#### EXCERPTED PASSAGE:
#####

I spent much of yesterday and this morning, trying to understand the subtleties of using regex's in pattern matching.
Ended up making a list of pitfalls to my colleagues, in order to keep our code fresh and working in the future, as well. The problem seems to be, quite a lot is left to the runtime, which is counter to the overall goals of the Scala language. So I wonder if something can be done about this in Scala language development.
Sample code:
val Re = """.*cd""".r
val tmp=
"abcd" match {
case Re() => 0 // gets here if no captures
case Re(_) => 1 // gets here if there's one capture
case Re(_,_) => 2 // gets here if there's two captures
case _ => -1
}
tmp shouldBe 0
This compiles, and runs.
In any use case I can think of, a regex would always have a pre-determined number of capture groups (0 or more). If the compiler knows this number, it could err on the cases that would never be matching.
Let's modify the code a bit:
val Re = """.*(c)d""".r
val tmp=
"abcd" match {
case Re() => ...
}
I've added a capture group but am only matching against a no-catch extractor. This compiles, and runs, without any warnings, but the match will never happen (since there's no 'Re(_)' case). If the compiler knew the number of captures in a 'Regex' it would not compile such code.
Is doing such an improvement (more compile time checks in using Regex's in pattern matching) possible, in the future Scala versions?
- Asko Kauppi

#####

#### MATERIAL SHOWN:
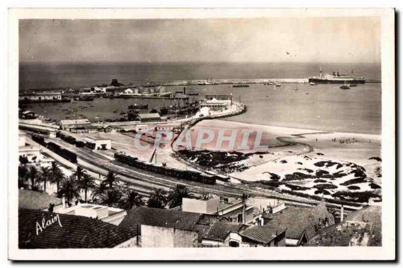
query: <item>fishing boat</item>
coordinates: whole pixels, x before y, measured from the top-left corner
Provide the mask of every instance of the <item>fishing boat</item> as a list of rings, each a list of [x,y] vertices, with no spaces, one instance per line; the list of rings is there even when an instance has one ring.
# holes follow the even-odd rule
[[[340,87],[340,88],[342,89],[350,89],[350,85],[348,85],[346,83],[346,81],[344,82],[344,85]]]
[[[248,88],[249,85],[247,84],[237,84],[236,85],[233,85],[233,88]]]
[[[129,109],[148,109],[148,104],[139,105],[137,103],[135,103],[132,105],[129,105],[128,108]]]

#####

#### STATED PROBLEM 1:
Why, according to the forum post on Scala regex pattern matching, will the match in the modified code never happen?
#### STATED PROBLEM 2:
Substitute "points" for "vertices" throughout the records and write them out again with everything else unchanged, leaving out the pictures.

#### WRITTEN ANSWER 1:
The regex in the modified code has one capture group, but the only case is the no-capture extractor 'Re()'. There is no 'Re(_)' case that could match it.

#### WRITTEN ANSWER 2:
query: <item>fishing boat</item>
coordinates: whole pixels, x before y, measured from the top-left corner
Provide the mask of every instance of the <item>fishing boat</item> as a list of rings, each a list of [x,y] points, with no spaces, one instance per line; the list of rings is there even when an instance has one ring.
# holes follow the even-odd rule
[[[340,87],[340,88],[342,89],[350,89],[350,85],[348,85],[346,83],[346,81],[344,82],[344,85]]]
[[[248,88],[249,85],[247,84],[237,84],[236,85],[233,85],[233,88]]]
[[[129,109],[148,109],[148,104],[139,105],[137,103],[135,103],[132,105],[129,105],[128,108]]]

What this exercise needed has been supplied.